Which lines in the rows below contain the string "nose"? Copy each of those lines in full, treating uppercase and lowercase as different.

— Start Data supplied —

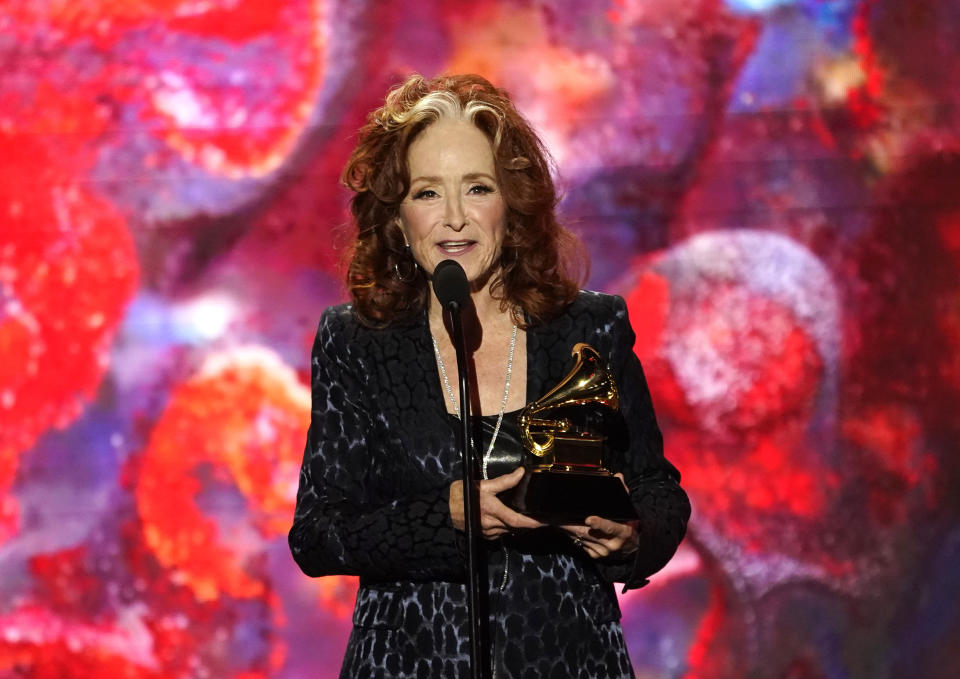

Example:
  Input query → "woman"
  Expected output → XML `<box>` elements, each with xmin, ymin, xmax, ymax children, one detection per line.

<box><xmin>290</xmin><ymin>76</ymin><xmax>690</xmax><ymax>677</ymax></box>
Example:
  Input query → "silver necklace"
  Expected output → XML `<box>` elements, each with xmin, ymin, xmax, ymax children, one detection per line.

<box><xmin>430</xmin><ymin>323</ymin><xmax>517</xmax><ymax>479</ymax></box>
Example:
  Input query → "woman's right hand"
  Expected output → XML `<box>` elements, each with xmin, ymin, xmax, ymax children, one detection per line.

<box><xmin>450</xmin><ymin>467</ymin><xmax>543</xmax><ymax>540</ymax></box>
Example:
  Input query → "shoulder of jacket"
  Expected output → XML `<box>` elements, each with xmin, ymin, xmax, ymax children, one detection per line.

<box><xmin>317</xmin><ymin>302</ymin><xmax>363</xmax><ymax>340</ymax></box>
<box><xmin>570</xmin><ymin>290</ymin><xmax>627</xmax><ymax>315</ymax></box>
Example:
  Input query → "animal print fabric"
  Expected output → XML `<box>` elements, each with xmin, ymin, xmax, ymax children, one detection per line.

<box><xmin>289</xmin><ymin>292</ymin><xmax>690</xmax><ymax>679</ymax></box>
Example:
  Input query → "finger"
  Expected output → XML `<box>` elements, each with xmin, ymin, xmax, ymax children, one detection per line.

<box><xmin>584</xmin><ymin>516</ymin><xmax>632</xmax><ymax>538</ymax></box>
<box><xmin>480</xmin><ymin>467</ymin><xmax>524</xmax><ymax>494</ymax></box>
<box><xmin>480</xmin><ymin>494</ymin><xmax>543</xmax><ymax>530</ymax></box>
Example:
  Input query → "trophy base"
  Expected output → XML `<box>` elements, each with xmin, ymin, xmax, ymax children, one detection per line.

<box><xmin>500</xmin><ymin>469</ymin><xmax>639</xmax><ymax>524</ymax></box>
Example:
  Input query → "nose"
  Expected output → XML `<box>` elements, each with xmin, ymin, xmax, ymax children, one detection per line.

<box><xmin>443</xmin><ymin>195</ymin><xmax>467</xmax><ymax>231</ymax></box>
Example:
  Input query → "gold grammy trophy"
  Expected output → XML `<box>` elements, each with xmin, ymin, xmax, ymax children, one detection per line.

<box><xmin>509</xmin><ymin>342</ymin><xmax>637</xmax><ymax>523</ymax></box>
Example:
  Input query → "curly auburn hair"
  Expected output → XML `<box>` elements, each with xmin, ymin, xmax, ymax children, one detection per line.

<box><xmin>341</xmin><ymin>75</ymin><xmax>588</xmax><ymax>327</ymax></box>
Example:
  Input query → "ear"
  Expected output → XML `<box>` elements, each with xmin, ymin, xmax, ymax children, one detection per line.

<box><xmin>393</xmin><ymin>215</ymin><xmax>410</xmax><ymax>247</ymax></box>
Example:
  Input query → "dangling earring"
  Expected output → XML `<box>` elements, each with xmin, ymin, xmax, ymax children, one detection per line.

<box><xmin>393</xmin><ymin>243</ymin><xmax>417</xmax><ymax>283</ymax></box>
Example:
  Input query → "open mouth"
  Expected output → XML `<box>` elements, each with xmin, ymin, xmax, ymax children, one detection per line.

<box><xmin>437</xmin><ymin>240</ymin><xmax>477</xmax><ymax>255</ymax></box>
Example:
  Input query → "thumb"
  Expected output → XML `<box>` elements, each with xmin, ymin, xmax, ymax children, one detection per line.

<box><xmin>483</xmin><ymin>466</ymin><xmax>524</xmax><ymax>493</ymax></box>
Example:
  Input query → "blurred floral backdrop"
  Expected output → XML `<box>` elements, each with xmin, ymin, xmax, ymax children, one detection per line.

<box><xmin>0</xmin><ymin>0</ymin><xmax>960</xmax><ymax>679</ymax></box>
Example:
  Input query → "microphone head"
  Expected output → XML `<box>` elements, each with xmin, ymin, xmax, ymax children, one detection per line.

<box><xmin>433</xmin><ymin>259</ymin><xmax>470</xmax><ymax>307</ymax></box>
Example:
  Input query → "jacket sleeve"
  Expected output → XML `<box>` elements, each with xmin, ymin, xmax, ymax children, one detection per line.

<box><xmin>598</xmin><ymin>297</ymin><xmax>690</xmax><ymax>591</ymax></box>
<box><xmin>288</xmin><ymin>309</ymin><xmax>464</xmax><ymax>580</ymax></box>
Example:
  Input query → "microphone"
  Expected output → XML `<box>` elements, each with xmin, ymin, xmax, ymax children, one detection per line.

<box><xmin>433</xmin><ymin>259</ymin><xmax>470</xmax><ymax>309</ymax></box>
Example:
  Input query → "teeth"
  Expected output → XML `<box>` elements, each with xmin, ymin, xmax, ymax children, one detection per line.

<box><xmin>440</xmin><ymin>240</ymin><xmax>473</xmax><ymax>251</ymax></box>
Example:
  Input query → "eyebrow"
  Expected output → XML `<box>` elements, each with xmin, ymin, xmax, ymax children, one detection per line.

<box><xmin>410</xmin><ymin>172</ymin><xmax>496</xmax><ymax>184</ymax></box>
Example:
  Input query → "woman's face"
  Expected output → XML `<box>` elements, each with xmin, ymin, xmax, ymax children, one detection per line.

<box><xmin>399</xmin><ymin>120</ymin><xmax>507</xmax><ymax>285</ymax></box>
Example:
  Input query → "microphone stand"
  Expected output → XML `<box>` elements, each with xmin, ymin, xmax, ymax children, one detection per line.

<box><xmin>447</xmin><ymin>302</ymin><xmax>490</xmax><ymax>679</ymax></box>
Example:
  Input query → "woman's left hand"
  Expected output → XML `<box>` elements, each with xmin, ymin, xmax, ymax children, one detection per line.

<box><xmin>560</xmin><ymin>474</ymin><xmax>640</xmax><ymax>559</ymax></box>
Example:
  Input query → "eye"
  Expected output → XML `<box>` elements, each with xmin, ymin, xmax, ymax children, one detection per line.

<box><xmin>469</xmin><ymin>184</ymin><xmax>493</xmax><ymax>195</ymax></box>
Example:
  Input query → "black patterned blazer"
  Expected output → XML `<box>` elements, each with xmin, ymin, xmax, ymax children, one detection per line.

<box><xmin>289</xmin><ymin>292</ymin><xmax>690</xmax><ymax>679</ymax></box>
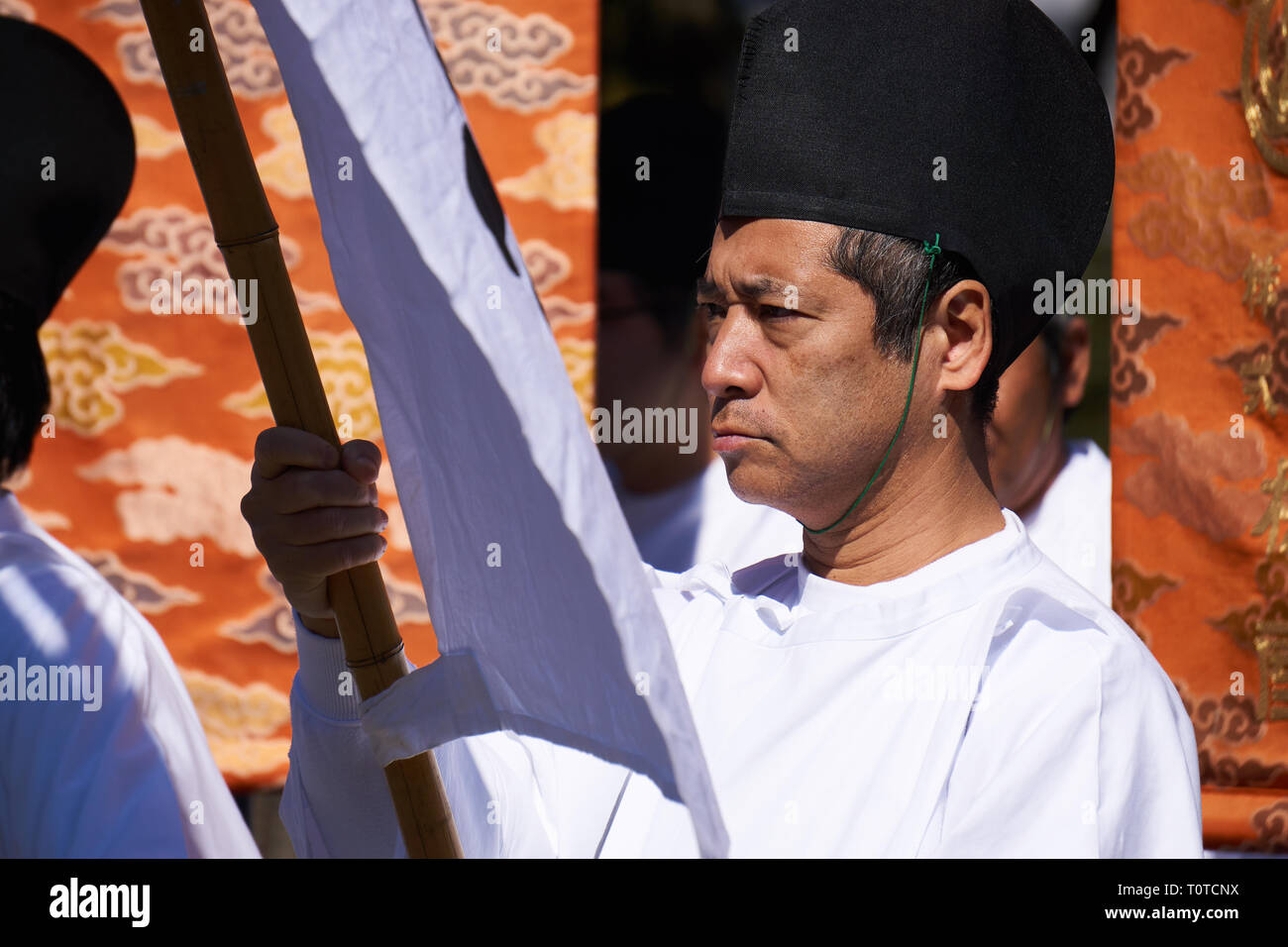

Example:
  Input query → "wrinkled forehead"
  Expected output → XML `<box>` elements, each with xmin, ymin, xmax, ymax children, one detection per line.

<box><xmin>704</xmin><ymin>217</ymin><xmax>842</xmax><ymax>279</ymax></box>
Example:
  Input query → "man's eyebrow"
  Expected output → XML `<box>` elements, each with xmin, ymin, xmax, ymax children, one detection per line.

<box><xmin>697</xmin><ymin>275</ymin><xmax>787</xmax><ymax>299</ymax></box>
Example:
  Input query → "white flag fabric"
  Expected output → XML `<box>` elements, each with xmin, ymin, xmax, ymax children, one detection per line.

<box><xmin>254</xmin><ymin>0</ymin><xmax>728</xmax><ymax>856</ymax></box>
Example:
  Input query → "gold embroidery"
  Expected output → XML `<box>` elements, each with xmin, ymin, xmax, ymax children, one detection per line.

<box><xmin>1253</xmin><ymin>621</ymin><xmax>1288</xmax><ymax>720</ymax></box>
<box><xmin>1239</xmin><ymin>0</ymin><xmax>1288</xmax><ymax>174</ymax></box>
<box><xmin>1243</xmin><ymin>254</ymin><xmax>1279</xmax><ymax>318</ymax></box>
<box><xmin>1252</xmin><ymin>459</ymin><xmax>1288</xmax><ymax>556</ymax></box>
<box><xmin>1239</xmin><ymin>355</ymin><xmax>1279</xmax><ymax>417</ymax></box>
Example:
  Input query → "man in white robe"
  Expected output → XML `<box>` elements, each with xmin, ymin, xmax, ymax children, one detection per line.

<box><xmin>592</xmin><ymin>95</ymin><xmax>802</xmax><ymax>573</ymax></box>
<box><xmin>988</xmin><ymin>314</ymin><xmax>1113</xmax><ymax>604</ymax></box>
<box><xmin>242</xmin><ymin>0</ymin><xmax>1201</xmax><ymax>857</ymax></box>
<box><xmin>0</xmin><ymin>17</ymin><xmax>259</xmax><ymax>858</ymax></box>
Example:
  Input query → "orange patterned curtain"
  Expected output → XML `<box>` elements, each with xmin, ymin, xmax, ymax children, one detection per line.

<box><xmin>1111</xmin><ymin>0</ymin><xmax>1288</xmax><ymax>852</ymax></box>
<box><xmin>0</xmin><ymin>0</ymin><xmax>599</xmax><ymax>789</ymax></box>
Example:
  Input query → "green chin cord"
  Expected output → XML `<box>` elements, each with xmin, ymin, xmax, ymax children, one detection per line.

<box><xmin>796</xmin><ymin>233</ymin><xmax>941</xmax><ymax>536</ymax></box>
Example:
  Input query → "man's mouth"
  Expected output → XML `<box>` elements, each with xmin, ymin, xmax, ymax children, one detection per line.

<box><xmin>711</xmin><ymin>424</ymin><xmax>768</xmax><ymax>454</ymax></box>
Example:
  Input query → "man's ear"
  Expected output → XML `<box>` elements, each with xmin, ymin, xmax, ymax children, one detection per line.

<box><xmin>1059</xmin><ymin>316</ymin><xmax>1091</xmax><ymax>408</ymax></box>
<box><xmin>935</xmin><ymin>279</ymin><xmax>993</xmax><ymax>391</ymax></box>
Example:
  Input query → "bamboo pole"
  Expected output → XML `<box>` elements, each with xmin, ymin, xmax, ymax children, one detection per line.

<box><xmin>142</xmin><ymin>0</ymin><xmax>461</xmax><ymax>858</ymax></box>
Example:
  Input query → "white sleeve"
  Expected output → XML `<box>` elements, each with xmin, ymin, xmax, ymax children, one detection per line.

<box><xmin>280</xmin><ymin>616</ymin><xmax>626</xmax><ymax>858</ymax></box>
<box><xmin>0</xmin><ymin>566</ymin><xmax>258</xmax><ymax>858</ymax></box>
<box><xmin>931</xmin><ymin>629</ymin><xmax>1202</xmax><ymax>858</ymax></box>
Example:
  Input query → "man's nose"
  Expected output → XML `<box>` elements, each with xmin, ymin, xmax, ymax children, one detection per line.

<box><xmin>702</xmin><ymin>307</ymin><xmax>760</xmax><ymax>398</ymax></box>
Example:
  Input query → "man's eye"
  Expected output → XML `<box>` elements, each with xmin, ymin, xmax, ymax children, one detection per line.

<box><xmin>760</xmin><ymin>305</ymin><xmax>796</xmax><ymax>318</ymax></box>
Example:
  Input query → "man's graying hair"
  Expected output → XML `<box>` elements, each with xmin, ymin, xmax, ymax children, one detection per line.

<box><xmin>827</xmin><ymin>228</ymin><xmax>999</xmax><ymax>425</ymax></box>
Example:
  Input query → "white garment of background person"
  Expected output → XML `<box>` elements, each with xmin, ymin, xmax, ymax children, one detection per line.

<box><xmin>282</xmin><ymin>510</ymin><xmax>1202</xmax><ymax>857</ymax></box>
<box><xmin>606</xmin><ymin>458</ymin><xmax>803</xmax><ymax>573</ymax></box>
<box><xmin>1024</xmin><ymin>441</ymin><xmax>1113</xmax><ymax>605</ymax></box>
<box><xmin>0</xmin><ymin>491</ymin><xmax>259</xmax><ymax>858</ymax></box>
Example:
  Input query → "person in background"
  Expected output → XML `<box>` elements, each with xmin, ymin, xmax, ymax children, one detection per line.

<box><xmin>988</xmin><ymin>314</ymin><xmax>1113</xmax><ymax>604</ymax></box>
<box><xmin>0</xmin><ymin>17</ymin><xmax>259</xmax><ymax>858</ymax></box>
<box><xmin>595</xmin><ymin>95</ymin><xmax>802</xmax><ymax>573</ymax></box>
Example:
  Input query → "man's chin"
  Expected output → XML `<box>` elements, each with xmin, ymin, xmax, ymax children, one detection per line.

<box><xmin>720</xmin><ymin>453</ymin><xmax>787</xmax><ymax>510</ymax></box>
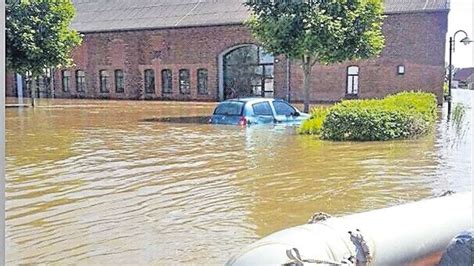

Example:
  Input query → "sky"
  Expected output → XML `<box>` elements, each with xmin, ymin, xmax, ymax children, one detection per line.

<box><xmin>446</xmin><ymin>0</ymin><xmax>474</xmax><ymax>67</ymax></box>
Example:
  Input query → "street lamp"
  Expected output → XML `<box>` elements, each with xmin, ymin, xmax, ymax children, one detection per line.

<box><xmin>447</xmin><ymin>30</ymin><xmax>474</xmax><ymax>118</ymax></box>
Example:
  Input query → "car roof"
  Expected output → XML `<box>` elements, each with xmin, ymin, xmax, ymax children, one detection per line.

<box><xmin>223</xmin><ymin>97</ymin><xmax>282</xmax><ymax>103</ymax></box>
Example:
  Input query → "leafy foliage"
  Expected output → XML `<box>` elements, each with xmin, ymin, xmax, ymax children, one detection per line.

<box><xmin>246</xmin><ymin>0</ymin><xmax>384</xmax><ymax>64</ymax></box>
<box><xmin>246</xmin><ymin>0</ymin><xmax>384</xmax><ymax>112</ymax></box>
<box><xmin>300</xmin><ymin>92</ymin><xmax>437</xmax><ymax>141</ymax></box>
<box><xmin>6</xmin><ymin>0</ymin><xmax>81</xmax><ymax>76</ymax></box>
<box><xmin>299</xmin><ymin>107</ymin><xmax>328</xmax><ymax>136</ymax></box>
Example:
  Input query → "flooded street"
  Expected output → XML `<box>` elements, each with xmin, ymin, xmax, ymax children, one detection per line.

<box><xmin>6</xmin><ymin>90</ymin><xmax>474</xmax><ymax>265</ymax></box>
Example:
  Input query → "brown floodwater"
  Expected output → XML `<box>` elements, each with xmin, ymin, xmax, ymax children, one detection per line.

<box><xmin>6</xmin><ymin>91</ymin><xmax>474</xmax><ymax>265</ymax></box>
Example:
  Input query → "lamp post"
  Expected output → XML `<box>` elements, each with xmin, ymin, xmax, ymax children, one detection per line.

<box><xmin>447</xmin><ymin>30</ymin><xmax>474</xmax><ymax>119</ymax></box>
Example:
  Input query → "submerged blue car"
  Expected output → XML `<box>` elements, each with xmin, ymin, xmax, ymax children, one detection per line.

— End Data supplied —

- **In response**
  Input query → "nose"
  Input query → "man's nose"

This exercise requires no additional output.